Vorliegender Text:
Und nun Reformdiktate?

Nach den Spardiktaten für die Krisenländer bereitet Deutschland nun Reformdiktate für alle Euromitglieder vor. Beim EU-Gipfel in Brüssel musste Kanzlerin Merkel allerdings einräumen, dass ihre neoliberalen „Reformverträge“ immer noch auf Widerstand stoßen.

Merkel fordert, dass sich alle Euroländer – und nicht nur wie bisher die mit Milliardenhilfen gestützten Krisenländer – zu Arbeitsmarkt- und Sozialreformen verpflichten sollen.

Als Vorbild gilt dabei, wenn auch unausgesprochen, die Agenda 2010. Die Bundesregierung hatte vor allem Frankreich immer wieder gedrängt, das Rentenalter zu erhöhen und den Arbeitsmarkt zu flexibilisieren.

Frankreichs Staatspräsident Hollande war jedoch bisher nicht bereit, der deutschen Forderung nach verbindlichen „Reformverträgen“ mit der EU nachzukommen.

In einem deutsch-französischen Papier vom Mai bekannte er sich zwar zu Reformen. Doch welche Politikbereiche betroffen sind und wie sich die Performance eines Landes messen lässt, ist umstritten.

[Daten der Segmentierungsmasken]
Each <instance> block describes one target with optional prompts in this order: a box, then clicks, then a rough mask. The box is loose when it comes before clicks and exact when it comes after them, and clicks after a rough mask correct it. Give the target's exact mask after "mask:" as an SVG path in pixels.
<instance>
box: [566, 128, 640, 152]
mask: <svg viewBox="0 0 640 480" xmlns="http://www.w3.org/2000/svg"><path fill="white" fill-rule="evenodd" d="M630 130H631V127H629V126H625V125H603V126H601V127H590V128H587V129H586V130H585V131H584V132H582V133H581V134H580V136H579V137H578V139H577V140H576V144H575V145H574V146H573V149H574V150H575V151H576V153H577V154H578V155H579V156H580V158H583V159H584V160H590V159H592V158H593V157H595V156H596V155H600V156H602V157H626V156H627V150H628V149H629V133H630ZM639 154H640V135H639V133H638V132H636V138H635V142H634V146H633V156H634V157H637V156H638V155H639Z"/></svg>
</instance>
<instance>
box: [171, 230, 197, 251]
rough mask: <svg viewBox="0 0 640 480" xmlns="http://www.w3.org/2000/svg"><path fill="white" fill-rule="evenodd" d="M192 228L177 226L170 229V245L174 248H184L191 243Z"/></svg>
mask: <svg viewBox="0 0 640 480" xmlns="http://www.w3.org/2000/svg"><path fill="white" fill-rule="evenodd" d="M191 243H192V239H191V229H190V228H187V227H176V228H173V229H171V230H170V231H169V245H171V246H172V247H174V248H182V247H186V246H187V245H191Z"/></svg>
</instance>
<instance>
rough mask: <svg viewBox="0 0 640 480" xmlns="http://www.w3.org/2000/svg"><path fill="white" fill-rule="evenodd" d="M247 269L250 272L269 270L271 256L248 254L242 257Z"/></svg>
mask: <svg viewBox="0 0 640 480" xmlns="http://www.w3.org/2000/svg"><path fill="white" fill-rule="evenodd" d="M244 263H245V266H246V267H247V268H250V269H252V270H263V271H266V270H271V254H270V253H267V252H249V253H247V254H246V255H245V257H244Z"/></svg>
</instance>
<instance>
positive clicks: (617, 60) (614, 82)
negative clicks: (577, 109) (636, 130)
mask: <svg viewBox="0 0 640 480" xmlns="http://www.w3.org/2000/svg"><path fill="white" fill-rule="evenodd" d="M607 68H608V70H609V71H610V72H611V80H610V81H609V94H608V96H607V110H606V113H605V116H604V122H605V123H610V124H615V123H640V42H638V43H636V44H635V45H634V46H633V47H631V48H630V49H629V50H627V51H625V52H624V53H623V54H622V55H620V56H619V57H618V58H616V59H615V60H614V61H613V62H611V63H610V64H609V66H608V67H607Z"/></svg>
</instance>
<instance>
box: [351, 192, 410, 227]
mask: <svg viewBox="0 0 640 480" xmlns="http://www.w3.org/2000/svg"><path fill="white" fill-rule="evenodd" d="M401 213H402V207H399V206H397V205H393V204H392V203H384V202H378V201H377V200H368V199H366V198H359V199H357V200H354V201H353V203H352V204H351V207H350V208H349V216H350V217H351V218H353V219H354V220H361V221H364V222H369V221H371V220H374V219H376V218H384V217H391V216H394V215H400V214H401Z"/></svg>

Fragen zum Text:
1: Welches Programm gilt laut dem Text über die Reformdiktate unausgesprochen als Vorbild für die geforderten Reformen?
2: Zitieren Sie aus dem Text über die Reformdiktate alles von „Und nun Reformdiktate?“ bis hinunter zu „Sozialreformen verpflichten sollen.“.
3: Setzen Sie den Text über die Reformdiktate dort fort, wo er endet.

Lösungen:
1: Die Agenda 2010.

2:
Und nun Reformdiktate?

Nach den Spardiktaten für die Krisenländer bereitet Deutschland nun Reformdiktate für alle Euromitglieder vor. Beim EU-Gipfel in Brüssel musste Kanzlerin Merkel allerdings einräumen, dass ihre neoliberalen „Reformverträge“ immer noch auf Widerstand stoßen.

Merkel fordert, dass sich alle Euroländer – und nicht nur wie bisher die mit Milliardenhilfen gestützten Krisenländer – zu Arbeitsmarkt- und Sozialreformen verpflichten sollen.

3:
Vor allem aber fordert Hollande als Gegenleistung mehr deutsche Solidarität  – zum Beispiel in Form einer ergänzenden Arbeitslosenkasse, die alle Euro-Länder gemeinsam finanzieren sollen.

Auch Ratspräsident Herman Van Rompuy hat sich für ein gemeinsame Budgetlinie ausgesprochen, um „asymmetrische Schocks“ wie eine plötzliche Rezession in einem Land abfedern zu können.

Beim EU-Gipfel einigte man sich nun auf einen Kompromiss: Merkel soll beim nächsten EU-Gipfel im Dezember ihre „Reformverträge“ bekommen, es sind aber auch neue „Solidaritäts-Mechanismen“ geplant.

Wie diese genau aussehen könnten, blieb offen. Klar ist nur, dass nach den Spardiktaten nun auch noch Reformdiktate drohen – denn die Bürger der Euro-Länder werden nicht beteiligt.

Zudem sollen die „Reformverträge“ mit der EU abgeschlossen werden, vermutlich mit der Kommission. Die ist jedoch nicht demokratisch gewählt, sondern wird von den EU-Staaten ernannt.

Außerdem fehlt für die von Merkel geplante Ermächtigung die Rechtsgrundlage. Die Kanzlerin will daher erneut den EU-Vertrag ändern – eine Steilvorlage für den Briten Cameron.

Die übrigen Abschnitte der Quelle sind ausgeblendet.